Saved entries
[Start of section]

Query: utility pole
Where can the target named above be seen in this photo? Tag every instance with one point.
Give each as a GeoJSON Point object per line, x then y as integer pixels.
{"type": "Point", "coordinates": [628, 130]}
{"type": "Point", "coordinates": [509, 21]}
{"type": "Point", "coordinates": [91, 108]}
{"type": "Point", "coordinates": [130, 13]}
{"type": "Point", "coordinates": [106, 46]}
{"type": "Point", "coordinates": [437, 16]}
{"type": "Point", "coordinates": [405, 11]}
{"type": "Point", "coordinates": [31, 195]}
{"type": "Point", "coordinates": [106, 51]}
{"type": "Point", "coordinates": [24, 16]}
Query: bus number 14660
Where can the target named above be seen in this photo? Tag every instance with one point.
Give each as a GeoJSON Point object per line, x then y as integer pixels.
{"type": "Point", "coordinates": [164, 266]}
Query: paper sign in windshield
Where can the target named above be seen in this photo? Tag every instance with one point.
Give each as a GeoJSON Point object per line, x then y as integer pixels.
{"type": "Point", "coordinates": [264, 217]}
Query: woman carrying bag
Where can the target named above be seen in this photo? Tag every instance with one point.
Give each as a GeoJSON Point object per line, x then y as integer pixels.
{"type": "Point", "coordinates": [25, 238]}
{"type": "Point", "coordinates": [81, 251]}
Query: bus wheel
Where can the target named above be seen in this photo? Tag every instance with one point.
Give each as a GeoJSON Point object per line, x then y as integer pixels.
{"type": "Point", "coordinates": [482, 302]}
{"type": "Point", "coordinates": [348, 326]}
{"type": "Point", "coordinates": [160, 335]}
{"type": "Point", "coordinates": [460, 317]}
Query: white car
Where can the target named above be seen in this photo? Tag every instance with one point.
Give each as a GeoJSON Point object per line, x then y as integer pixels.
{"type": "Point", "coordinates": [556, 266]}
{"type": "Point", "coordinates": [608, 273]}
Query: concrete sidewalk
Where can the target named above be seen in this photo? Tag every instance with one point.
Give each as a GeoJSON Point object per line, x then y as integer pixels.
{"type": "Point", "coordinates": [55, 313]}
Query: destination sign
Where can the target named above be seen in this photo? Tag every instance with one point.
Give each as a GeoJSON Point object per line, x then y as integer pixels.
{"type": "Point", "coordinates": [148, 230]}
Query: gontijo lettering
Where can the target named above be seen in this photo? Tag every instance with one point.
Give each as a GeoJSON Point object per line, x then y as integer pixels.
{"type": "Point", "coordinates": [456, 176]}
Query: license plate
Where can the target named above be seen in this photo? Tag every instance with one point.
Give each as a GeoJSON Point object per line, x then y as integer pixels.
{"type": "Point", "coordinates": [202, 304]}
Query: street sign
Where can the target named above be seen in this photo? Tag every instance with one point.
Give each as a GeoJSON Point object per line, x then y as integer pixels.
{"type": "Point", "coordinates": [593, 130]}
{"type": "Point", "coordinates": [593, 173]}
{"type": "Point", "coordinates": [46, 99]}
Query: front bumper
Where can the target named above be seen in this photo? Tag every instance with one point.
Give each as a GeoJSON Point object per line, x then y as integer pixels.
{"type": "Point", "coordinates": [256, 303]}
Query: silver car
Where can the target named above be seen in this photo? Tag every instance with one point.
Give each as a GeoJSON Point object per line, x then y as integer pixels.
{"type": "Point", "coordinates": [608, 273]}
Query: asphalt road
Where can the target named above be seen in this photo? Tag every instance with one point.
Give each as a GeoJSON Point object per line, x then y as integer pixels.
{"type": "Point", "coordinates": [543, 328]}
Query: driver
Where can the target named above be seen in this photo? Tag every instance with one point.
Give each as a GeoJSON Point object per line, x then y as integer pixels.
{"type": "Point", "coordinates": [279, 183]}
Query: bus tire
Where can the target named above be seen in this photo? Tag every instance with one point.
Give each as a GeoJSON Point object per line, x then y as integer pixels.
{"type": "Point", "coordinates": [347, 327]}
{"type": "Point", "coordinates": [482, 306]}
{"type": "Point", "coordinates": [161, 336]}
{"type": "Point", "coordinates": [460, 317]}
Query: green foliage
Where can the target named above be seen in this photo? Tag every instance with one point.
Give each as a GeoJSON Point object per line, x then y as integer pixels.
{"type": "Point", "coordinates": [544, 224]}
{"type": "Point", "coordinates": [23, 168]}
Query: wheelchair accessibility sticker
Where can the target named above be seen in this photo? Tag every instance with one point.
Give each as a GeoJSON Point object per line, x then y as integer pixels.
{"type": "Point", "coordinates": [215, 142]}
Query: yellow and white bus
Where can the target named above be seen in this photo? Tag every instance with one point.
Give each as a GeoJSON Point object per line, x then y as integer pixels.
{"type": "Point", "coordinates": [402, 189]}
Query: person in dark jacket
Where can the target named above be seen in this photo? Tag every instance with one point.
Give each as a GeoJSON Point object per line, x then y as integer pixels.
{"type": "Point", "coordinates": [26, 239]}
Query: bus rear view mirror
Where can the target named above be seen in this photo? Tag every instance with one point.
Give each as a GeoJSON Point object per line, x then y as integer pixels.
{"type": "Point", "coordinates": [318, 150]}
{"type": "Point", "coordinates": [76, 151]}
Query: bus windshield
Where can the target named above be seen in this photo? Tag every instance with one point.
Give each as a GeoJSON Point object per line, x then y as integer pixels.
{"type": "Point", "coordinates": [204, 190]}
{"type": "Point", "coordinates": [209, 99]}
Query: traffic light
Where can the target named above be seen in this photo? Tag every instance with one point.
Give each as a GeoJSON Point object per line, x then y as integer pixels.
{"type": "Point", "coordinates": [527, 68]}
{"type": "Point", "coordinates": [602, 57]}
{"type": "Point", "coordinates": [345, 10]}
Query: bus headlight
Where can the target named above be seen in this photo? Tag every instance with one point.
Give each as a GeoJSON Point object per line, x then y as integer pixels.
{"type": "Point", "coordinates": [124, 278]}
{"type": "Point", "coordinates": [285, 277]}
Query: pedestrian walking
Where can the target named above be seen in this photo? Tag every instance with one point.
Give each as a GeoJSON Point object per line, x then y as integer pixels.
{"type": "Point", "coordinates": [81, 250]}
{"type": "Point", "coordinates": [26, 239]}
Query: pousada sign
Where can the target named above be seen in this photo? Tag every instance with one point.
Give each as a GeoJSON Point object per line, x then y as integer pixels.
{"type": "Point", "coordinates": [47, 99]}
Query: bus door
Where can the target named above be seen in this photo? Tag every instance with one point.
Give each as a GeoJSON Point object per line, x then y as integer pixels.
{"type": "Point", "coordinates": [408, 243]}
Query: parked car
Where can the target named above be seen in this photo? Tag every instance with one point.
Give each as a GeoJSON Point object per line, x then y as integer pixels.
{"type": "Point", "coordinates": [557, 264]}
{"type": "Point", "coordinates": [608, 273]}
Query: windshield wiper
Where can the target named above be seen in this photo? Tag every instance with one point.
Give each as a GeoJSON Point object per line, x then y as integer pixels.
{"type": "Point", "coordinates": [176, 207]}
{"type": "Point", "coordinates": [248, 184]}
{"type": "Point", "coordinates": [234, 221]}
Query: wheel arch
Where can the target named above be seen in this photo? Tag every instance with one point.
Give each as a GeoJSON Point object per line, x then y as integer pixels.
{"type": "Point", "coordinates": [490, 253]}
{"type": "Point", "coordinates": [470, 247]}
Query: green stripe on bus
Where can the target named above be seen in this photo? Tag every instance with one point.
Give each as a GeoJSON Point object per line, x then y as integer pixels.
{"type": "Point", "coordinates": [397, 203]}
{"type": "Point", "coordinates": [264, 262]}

[End of section]

- **Your goal**
Would you give the entries back word for word?

- **Solution to this problem**
Query: utility pole
Where can the target named above be seen in this photo? Tag every instance with one point.
Give each as a GeoJSON Point object per line, x then y as integer pixels.
{"type": "Point", "coordinates": [628, 130]}
{"type": "Point", "coordinates": [509, 21]}
{"type": "Point", "coordinates": [91, 108]}
{"type": "Point", "coordinates": [130, 13]}
{"type": "Point", "coordinates": [106, 46]}
{"type": "Point", "coordinates": [437, 16]}
{"type": "Point", "coordinates": [405, 11]}
{"type": "Point", "coordinates": [31, 195]}
{"type": "Point", "coordinates": [106, 51]}
{"type": "Point", "coordinates": [24, 16]}
Query: bus number 14660
Where can the target named above be seen in this photo? Tag every instance with one point.
Give each as a GeoJSON Point object per line, x then y as integer pixels.
{"type": "Point", "coordinates": [164, 266]}
Query: paper sign in windshield
Where can the target named above be seen in this photo? Tag every instance with one point.
Give each as a GeoJSON Point object per line, x then y as integer pixels.
{"type": "Point", "coordinates": [264, 217]}
Query: woman carrying bag
Where can the target named above be seen in this photo? Tag every instance with one point.
Give each as a GeoJSON Point object per line, x then y as integer pixels.
{"type": "Point", "coordinates": [25, 238]}
{"type": "Point", "coordinates": [81, 251]}
Query: bus wheel
Where can the target named above be seen in this photo? Tag every instance with one point.
Give each as a GeoJSON Point object per line, x then y as integer pixels.
{"type": "Point", "coordinates": [482, 302]}
{"type": "Point", "coordinates": [348, 326]}
{"type": "Point", "coordinates": [160, 335]}
{"type": "Point", "coordinates": [460, 317]}
Query: white car
Where can the target named above be seen in this photo? Tag every instance with one point.
Give each as a GeoJSON Point object per line, x then y as integer pixels.
{"type": "Point", "coordinates": [556, 266]}
{"type": "Point", "coordinates": [608, 273]}
Query: concrete sidewalk
Where can the target named above be seen in this photo? Tag every instance with one point.
Give each as a GeoJSON Point object per line, x then y as integer pixels.
{"type": "Point", "coordinates": [55, 313]}
Query: destination sign
Where can the target named above be seen in this photo? Tag every instance with one point.
Give each as a GeoJSON Point object per line, x then y as integer pixels.
{"type": "Point", "coordinates": [148, 230]}
Query: gontijo lettering
Where can the target named above be seen in this photo? Tag every instance with one point.
Give each as a GeoJSON Point object per line, x then y as integer pixels.
{"type": "Point", "coordinates": [456, 176]}
Query: license plate
Where can the target named above be seen in this photo? Tag every instance with one point.
Give each as a GeoJSON Point object per line, x then y as integer pixels.
{"type": "Point", "coordinates": [202, 304]}
Query: street sign
Where can the target named above be seen in this photo? Tag every instance with one point.
Give each as a GeoJSON Point object per line, x then y as integer pixels.
{"type": "Point", "coordinates": [593, 130]}
{"type": "Point", "coordinates": [593, 173]}
{"type": "Point", "coordinates": [46, 99]}
Query: front bumper
Where can the target named above be seen in this photo? Tag every instance with one point.
Give each as a GeoJSON Point object per line, x then y as integer pixels.
{"type": "Point", "coordinates": [256, 303]}
Query: silver car
Where can the target named above be seen in this photo? Tag every instance with one point.
Give each as a GeoJSON Point object per line, x then y as integer pixels.
{"type": "Point", "coordinates": [608, 273]}
Query: asphalt road
Where can the target named above be seen in this photo? Tag every instance with one point.
Give each as a GeoJSON Point object per line, x then y as integer pixels.
{"type": "Point", "coordinates": [543, 328]}
Query: driver
Where can the target named above be seen in this photo? Tag every instance with one point.
Give each as a GeoJSON Point object per line, x then y as integer pixels.
{"type": "Point", "coordinates": [279, 183]}
Query: bus tire
Where can the target named above be seen in this photo? Tag every instance with one point.
Give each as a GeoJSON Point object per line, x then y as integer pixels.
{"type": "Point", "coordinates": [347, 327]}
{"type": "Point", "coordinates": [482, 306]}
{"type": "Point", "coordinates": [161, 336]}
{"type": "Point", "coordinates": [460, 317]}
Query: green foliage
Where can the target named above be seen in this photo? Tag every instance with one point.
Give each as a GeoJSON Point object per line, x then y as integer pixels.
{"type": "Point", "coordinates": [544, 224]}
{"type": "Point", "coordinates": [23, 168]}
Query: wheelchair accessibility sticker
Where can the target named above be seen in this photo? Tag every instance with one point.
Give each as a GeoJSON Point object per line, x then y as integer pixels.
{"type": "Point", "coordinates": [215, 142]}
Query: yellow and white bus
Where can the target named above be seen in this photo? Tag every instance with one point.
Give each as a GeoJSON Point object per line, x then y as integer pixels.
{"type": "Point", "coordinates": [402, 189]}
Query: person in dark jacket
Where can the target named above be seen in this photo? Tag every instance with one point.
Give each as a GeoJSON Point object per line, x then y as integer pixels.
{"type": "Point", "coordinates": [26, 239]}
Query: bus rear view mirror
Where can the target named above be seen in this photo? Tag every instance with one point.
Give each as a GeoJSON Point object per line, x then y as integer pixels.
{"type": "Point", "coordinates": [318, 150]}
{"type": "Point", "coordinates": [76, 151]}
Query: bus windshield
Where can the target named above be seen in this photo? Tag every instance with one point.
Give each as a GeoJSON Point object per line, x then y as integer pixels.
{"type": "Point", "coordinates": [204, 190]}
{"type": "Point", "coordinates": [209, 99]}
Query: traffic light
Where can the target named above be seen in this photo? Tag every instance with one point.
Give each as a GeoJSON Point object per line, x then y as integer pixels.
{"type": "Point", "coordinates": [527, 68]}
{"type": "Point", "coordinates": [602, 57]}
{"type": "Point", "coordinates": [345, 10]}
Query: bus headlight
Where can the target named above be seen in this photo? Tag every instance with one point.
Give each as a GeoJSON Point object per line, x then y as integer pixels.
{"type": "Point", "coordinates": [124, 278]}
{"type": "Point", "coordinates": [285, 277]}
Query: pedestrian walking
Where can the target named above be seen in this photo? Tag every instance with one point.
Give each as a GeoJSON Point object per line, x then y as integer pixels.
{"type": "Point", "coordinates": [81, 250]}
{"type": "Point", "coordinates": [26, 239]}
Query: pousada sign
Where can the target named above be seen in this photo? Tag every instance with one point.
Give each as a GeoJSON Point object per line, x then y as integer pixels.
{"type": "Point", "coordinates": [47, 99]}
Query: bus door
Where can the target named above be seen in this photo? Tag every instance with one point.
Give each as a GeoJSON Point object per line, x then y as integer pixels.
{"type": "Point", "coordinates": [408, 243]}
Query: parked car
Where can the target named above be seen in this photo? Tag every instance with one point.
Give each as a GeoJSON Point object per line, x then y as integer pixels.
{"type": "Point", "coordinates": [557, 264]}
{"type": "Point", "coordinates": [608, 273]}
Query: windshield wiper
Where can the target named above be seen in this photo? Tag every instance with one point.
Give each as a GeoJSON Point object per line, x then y as integer pixels.
{"type": "Point", "coordinates": [176, 207]}
{"type": "Point", "coordinates": [248, 184]}
{"type": "Point", "coordinates": [234, 221]}
Query: wheel arch
Where can the target named above be seen in this photo? Tag every instance with one point.
Give each as a GeoJSON Point object per line, x then y as integer pixels.
{"type": "Point", "coordinates": [490, 253]}
{"type": "Point", "coordinates": [470, 247]}
Query: green stripe on bus
Where can the target named above be seen in this photo? Tag every instance with one point.
Give each as a GeoJSON Point object per line, x then y as integer pixels.
{"type": "Point", "coordinates": [397, 203]}
{"type": "Point", "coordinates": [264, 262]}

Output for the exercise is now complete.